● Direction 1
Answer these from the diamond page:
(a) How much money is budgeted for buying new diamonds?
(b) When an offer is accepted, what amount do you pay?
(c) Who told the writer about this project?
● Direction 2
From the diamond page, return word for word the part that opens with the words containing "Diamond in the" and closes with "anything for profit.".

Diamond in the Rough
07 Jul 2022
Reading time ~10 minutes
Problem Description
You own a diamond business and you have to replenish your inventory. You have $5,000,000 budgeted towards the purchase of new diamonds. You have a historical list of diamonds that were purchased from various distributor vendors and the prices they retailed for. You also have a list of diamonds that are currently on the market, but this list does not include any set prices. Instead, you will place an offer for a diamond and the distributor will make a single yes-or-no decision to sell you the diamond at that price. If your offer is accepted then you receive the diamond and you will be awarded the difference between the retail price your company can eventually sell the diamond for and the price that you offered as profit. If you fail to make a purchase, you simply do not get anything for profit.
Evaluation
Recall that your max budget is 5 million, so the total sum of your offers needs to be less than 5 million. You will be charged the value of your offer even if the seller would have been willing to sell for less (You always pay your offer if it is accepted). If your offer is rejected for being less than the price the seller wants you pay nothing, but you don’t receive the diamond. Your profit will be calculated as the sum of retail price the diamonds will eventually sell for minus the sum of your accepted offers. You make no profit on rejected offers.
Motivation
A friend of mine who recently graduated from university was talking to me about the types of projects he was working on as a part of his ‘data analytics’ course work and this one really stood out to me. I thought it was really interesting because it presented several unique issues not least of which was that it involved multiple optimization requirements. From the evaluation procedure the goal is to maximize expected profit, but also to have offers that either exceed or meet the value of the diamond. Since, we cannot guarantee the predictions will be equal to the value of the diamonds our goal will be to minimize the overage.

● Supplied data
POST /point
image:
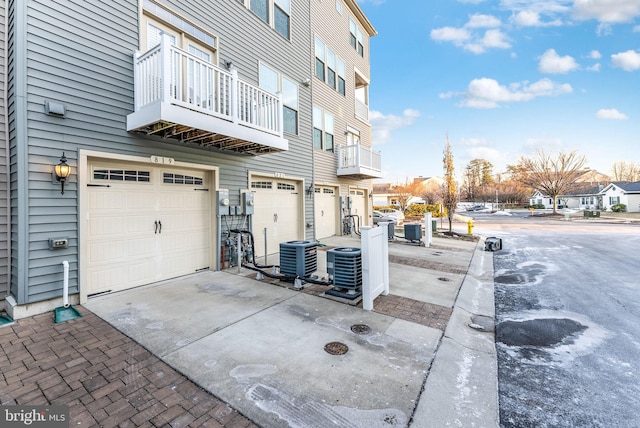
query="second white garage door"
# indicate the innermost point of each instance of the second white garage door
(145, 224)
(278, 209)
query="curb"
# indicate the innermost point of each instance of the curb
(462, 386)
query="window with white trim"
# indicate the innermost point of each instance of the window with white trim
(156, 21)
(353, 136)
(329, 67)
(323, 130)
(275, 13)
(356, 37)
(272, 81)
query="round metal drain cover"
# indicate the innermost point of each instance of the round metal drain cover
(360, 329)
(336, 348)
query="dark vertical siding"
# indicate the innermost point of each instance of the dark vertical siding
(4, 174)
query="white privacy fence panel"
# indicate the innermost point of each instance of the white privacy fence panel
(375, 263)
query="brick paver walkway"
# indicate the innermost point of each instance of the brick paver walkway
(104, 377)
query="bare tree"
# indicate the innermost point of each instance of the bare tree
(450, 193)
(625, 171)
(478, 177)
(432, 193)
(404, 192)
(551, 175)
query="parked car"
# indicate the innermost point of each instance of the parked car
(476, 208)
(397, 215)
(379, 217)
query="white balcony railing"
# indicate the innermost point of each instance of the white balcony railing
(358, 160)
(167, 74)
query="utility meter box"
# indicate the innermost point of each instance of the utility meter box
(223, 201)
(248, 199)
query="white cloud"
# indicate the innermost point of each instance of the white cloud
(488, 93)
(552, 63)
(607, 11)
(450, 34)
(483, 21)
(383, 125)
(470, 37)
(628, 60)
(531, 18)
(611, 113)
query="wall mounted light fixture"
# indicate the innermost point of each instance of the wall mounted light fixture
(61, 172)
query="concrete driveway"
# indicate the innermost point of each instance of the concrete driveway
(261, 347)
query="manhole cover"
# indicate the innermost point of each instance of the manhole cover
(336, 348)
(360, 329)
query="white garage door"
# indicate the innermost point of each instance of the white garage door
(326, 212)
(278, 209)
(145, 224)
(359, 206)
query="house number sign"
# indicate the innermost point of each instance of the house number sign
(162, 160)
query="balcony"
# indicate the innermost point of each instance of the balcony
(359, 162)
(179, 96)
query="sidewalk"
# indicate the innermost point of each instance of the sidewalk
(425, 377)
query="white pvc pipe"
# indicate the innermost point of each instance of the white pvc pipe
(65, 284)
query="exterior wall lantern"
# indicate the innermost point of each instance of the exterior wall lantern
(61, 172)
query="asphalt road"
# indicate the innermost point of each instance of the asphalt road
(568, 321)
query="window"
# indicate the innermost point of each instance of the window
(158, 20)
(331, 67)
(275, 13)
(282, 15)
(260, 8)
(328, 130)
(327, 62)
(356, 37)
(322, 130)
(121, 175)
(320, 59)
(342, 72)
(353, 136)
(272, 81)
(317, 127)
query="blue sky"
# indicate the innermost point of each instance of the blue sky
(503, 79)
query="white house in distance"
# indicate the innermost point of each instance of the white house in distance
(384, 194)
(599, 197)
(622, 193)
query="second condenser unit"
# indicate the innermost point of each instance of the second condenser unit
(298, 259)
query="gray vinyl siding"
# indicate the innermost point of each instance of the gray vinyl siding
(80, 54)
(4, 185)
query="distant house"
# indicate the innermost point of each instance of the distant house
(384, 194)
(621, 193)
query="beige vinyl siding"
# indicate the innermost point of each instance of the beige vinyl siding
(80, 54)
(333, 29)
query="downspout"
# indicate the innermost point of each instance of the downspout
(5, 138)
(22, 149)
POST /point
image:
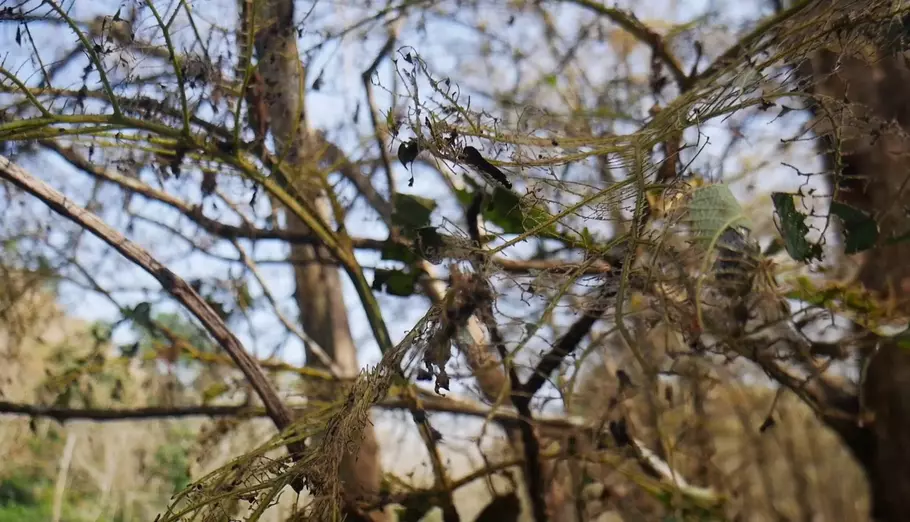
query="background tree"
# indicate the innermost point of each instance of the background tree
(579, 192)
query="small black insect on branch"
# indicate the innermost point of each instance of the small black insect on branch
(473, 158)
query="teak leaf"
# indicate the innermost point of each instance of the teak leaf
(860, 230)
(793, 229)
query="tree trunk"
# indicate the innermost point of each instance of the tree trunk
(865, 96)
(318, 286)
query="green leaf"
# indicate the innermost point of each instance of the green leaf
(860, 230)
(793, 228)
(507, 211)
(411, 212)
(395, 282)
(903, 339)
(243, 296)
(712, 209)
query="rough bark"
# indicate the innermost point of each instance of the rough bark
(866, 96)
(318, 286)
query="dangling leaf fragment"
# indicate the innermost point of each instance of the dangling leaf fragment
(473, 158)
(793, 229)
(860, 230)
(407, 152)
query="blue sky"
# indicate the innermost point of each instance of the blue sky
(329, 109)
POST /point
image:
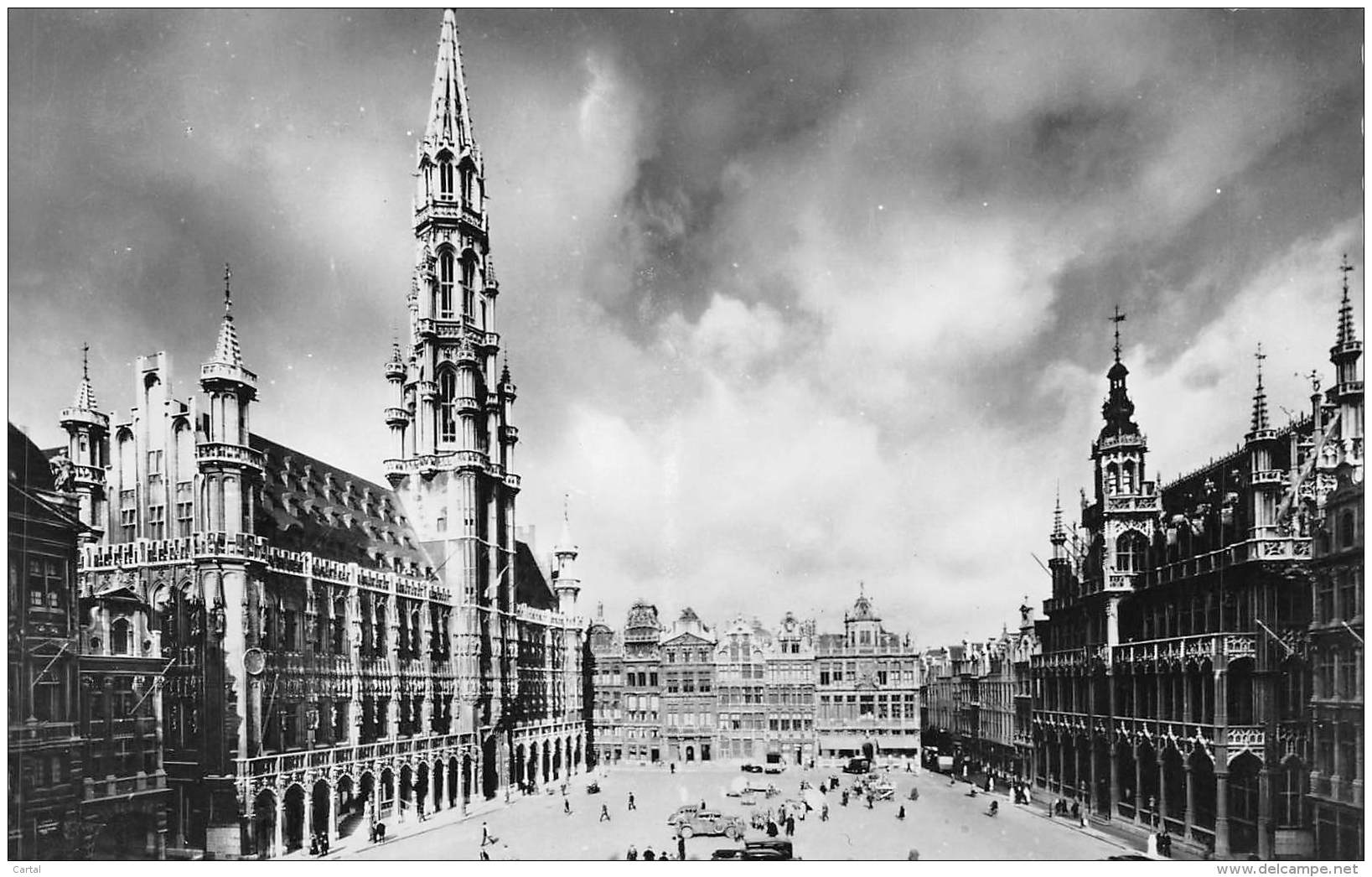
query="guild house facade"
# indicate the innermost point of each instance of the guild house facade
(1183, 682)
(320, 651)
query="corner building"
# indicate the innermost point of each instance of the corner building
(1172, 689)
(332, 652)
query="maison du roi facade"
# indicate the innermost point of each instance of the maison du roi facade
(251, 646)
(691, 693)
(1201, 661)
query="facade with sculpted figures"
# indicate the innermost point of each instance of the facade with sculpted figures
(321, 651)
(1173, 687)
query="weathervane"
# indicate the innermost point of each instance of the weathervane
(1117, 319)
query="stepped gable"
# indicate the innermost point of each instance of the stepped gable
(530, 584)
(309, 506)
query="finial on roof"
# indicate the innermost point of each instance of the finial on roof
(1346, 330)
(1117, 319)
(85, 394)
(1260, 397)
(226, 346)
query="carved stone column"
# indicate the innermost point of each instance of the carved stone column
(1221, 808)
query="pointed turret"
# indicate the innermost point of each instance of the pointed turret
(566, 581)
(449, 118)
(1346, 392)
(226, 456)
(88, 431)
(1260, 400)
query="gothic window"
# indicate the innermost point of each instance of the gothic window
(467, 177)
(1131, 552)
(445, 177)
(121, 637)
(446, 402)
(1290, 792)
(445, 284)
(469, 288)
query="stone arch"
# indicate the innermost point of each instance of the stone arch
(1243, 802)
(406, 790)
(265, 825)
(467, 778)
(1202, 780)
(422, 786)
(293, 818)
(350, 806)
(386, 795)
(320, 807)
(490, 767)
(1240, 692)
(438, 784)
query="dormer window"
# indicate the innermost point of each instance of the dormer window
(445, 284)
(467, 185)
(469, 287)
(445, 177)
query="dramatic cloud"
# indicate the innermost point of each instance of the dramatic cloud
(795, 299)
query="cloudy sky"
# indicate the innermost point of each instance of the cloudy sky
(794, 299)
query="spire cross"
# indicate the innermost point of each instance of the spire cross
(228, 298)
(1117, 319)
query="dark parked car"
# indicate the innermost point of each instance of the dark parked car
(769, 850)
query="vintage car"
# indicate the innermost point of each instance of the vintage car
(689, 821)
(769, 850)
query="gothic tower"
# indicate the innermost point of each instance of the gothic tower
(88, 449)
(230, 472)
(450, 422)
(1128, 506)
(1346, 392)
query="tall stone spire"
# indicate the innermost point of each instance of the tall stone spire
(1348, 332)
(449, 120)
(1260, 397)
(84, 400)
(226, 347)
(1118, 409)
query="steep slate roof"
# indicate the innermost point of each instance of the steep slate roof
(530, 584)
(306, 506)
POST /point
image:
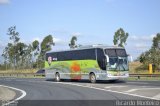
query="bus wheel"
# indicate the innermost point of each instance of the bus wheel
(92, 78)
(57, 77)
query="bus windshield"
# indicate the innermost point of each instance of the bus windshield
(117, 59)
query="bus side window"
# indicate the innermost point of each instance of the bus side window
(101, 59)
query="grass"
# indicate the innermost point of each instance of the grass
(143, 79)
(19, 71)
(137, 68)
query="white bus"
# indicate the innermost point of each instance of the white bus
(95, 62)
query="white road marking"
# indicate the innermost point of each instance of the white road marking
(131, 90)
(120, 86)
(22, 96)
(108, 90)
(157, 96)
(138, 82)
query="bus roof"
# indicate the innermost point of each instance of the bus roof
(89, 47)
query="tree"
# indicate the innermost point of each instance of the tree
(46, 46)
(120, 37)
(152, 56)
(72, 43)
(156, 41)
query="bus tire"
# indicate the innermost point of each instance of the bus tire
(57, 77)
(92, 78)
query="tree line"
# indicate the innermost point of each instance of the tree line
(19, 55)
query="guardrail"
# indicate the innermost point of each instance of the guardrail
(144, 75)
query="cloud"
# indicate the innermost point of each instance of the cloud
(37, 38)
(142, 38)
(59, 41)
(4, 1)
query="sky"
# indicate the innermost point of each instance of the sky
(92, 21)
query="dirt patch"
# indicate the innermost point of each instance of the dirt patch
(6, 94)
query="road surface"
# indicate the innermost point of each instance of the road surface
(40, 92)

● Written reply 1
(a) $5,000,000.
(b) The full value of your offer, even if the seller would have sold for less.
(c) A friend who recently graduated from university, who was working on it as part of his data analytics coursework.

● Written reply 2
Diamond in the Rough
07 Jul 2022
Reading time ~10 minutes
Problem Description
You own a diamond business and you have to replenish your inventory. You have $5,000,000 budgeted towards the purchase of new diamonds. You have a historical list of diamonds that were purchased from various distributor vendors and the prices they retailed for. You also have a list of diamonds that are currently on the market, but this list does not include any set prices. Instead, you will place an offer for a diamond and the distributor will make a single yes-or-no decision to sell you the diamond at that price. If your offer is accepted then you receive the diamond and you will be awarded the difference between the retail price your company can eventually sell the diamond for and the price that you offered as profit. If you fail to make a purchase, you simply do not get anything for profit.